**ABOUT THIS EXERCISE:** Continue the article on the UN Environment Programme's World Environment Day campaign, starting after its last sentence.

══ PAGE TEXT ══

When institutions turn to social media virality to promote environmental awareness
On June 5, to celebrate World Environment Day, the UN Environment Programme suggested the following:
“Film a short, repeatable dance, post it on social media, and challenge your network. Join the #NowForClimate dance challenge.”
That’s a direct quote from a UNEP newsletter. It’s not a joke. (UNEP’s “Your May Briefing: What to know ahead of World Environment Day, latest on buildings and construction, and more” newsletter, May 25, 2026).
It’s hard to see what dancing has to do with slowing climate change — other than chasing social media virality, that is. Perhaps the UNEP believes people need hope to engage with climate change, which can otherwise feel like a distant, scientific, or political issue that doesn’t invite real personal involvement.
So let’s set aside the dance challenge and unpack the solutions the UNEP actually names as “reasons for hope.”

World Environment Day – the report
According to scientists, the Earth is on track to exceed a critical global warming threshold within the next ten years, pushing the planet closer to a full-scale climate disaster.
But there’s a silver lining.
A recent UNEP report highlights that several low-carbon innovations — such as renewable energy — are nearing their own tipping points, where they could rapidly become the norm. These shifts might help humanity move beyond fossil fuels in certain sectors and significantly cut the greenhouse gas emissions fueling climate change.

═══
══ DATASET ENTRIES ══

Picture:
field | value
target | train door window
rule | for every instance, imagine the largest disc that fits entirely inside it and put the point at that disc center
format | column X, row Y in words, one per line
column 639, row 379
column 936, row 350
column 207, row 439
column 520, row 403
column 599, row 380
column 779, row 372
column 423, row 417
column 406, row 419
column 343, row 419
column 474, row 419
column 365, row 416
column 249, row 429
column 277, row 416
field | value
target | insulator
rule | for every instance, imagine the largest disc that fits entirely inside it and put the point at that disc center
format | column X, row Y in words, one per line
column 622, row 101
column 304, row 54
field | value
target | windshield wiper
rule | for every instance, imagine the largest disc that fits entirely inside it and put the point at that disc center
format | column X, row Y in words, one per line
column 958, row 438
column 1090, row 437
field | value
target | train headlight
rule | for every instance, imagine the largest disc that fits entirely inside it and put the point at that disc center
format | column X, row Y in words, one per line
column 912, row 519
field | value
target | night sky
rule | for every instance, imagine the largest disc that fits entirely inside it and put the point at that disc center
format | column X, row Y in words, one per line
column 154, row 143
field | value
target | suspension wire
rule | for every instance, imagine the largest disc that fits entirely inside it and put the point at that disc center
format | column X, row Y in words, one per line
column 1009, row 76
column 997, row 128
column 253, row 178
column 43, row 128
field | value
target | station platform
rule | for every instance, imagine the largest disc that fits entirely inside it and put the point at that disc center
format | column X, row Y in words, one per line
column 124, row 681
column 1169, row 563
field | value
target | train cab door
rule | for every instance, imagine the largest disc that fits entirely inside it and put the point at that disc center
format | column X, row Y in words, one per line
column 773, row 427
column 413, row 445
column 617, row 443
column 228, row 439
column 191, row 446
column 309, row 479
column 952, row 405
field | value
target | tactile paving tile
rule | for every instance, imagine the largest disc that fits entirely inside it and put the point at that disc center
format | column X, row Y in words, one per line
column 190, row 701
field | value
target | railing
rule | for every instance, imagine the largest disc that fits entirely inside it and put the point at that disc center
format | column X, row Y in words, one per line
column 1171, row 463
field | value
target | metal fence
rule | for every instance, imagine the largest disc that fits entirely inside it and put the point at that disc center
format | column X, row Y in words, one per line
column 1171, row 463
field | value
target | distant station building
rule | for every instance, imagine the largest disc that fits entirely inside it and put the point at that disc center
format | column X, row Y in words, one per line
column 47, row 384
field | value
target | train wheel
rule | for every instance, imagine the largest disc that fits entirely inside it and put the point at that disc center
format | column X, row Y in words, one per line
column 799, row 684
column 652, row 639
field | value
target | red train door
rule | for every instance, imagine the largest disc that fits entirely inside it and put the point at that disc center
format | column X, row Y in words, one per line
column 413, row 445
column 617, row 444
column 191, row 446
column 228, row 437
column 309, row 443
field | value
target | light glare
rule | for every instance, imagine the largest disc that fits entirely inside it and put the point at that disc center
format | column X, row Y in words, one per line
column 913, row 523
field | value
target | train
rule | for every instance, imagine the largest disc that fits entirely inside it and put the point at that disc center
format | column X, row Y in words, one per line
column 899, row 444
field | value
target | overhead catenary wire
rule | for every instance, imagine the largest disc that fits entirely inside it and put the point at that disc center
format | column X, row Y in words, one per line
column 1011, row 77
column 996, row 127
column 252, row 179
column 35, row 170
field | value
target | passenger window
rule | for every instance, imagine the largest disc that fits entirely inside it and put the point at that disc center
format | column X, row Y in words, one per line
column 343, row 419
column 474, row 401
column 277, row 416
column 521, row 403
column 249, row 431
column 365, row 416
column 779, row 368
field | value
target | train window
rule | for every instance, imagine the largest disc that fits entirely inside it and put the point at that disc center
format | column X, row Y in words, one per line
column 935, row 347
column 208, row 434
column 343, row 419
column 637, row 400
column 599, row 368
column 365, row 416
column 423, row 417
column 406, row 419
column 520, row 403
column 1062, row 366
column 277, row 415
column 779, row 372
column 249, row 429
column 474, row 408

═══

**WRITTEN ANSWER:**
The report, titled Cheaper. Cleaner. Unstoppable. Clean technologies that are delivering for the Climate, notes that these tipping points are not a sure thing. They depend on consistent and long-term policies, financial backing, and public buy-in to reach their full potential. Still, their growing momentum offers hope to those on the front lines of the climate fight — because once advancements hit a critical threshold, they can begin to fuel themselves.
UNEP and the five areas to watch
As mentioned in the new UNEP report, five sectors show promising signs of progress:
1. Renewable energy – Now the cheapest option in most places. Solar power costs less than new coal or gas plants, driving over $450 billion in global energy investment in 2024. Renewables have supplied more than 75% of new power capacity since 2020, with solar and wind leading the charge.
2. Electric vehicles (EVs) – accounting for more than a quarter of global new car sales in 2025, up from less than 3% in 2019. Norway, China, and Ethiopia (where EVs make up 60% of new sales) are leading the way. Electric buses, delivery vans, and two- or three-wheelers are also expanding rapidly in low- and middle-income countries, bringing cleaner air, lower fuel costs, and reduced oil dependence.
3. Smarter buildings – A “passive-first” design using shade, insulation, and reflective materials can lower indoor temperatures by up to 9°C, reducing or eliminating the need for air conditioning. Combined with green spaces, this could cut urban emissions by 25% while improving health and air quality.
4. Heat pumps – These energy-efficient systems heat and cool buildings using far less energy than conventional methods. Already popular in Northern Europe, they are critical for fast-growing cities in Africa, Asia, and the Middle East, where cooling demand is set to soar.
5. Cutting food waste – Food waste accounts for up to 10% of global emissions. Cities like Bangkok, Rio de Janeiro, and Yokohama are piloting financial incentives, awareness campaigns, and food redistribution programs that could be scaled worldwide. When paired with greater food awareness, more advanced tracking systems, and technologies that link extra food to buyers, these efforts could meaningfully cut food waste and create more sustainable food systems.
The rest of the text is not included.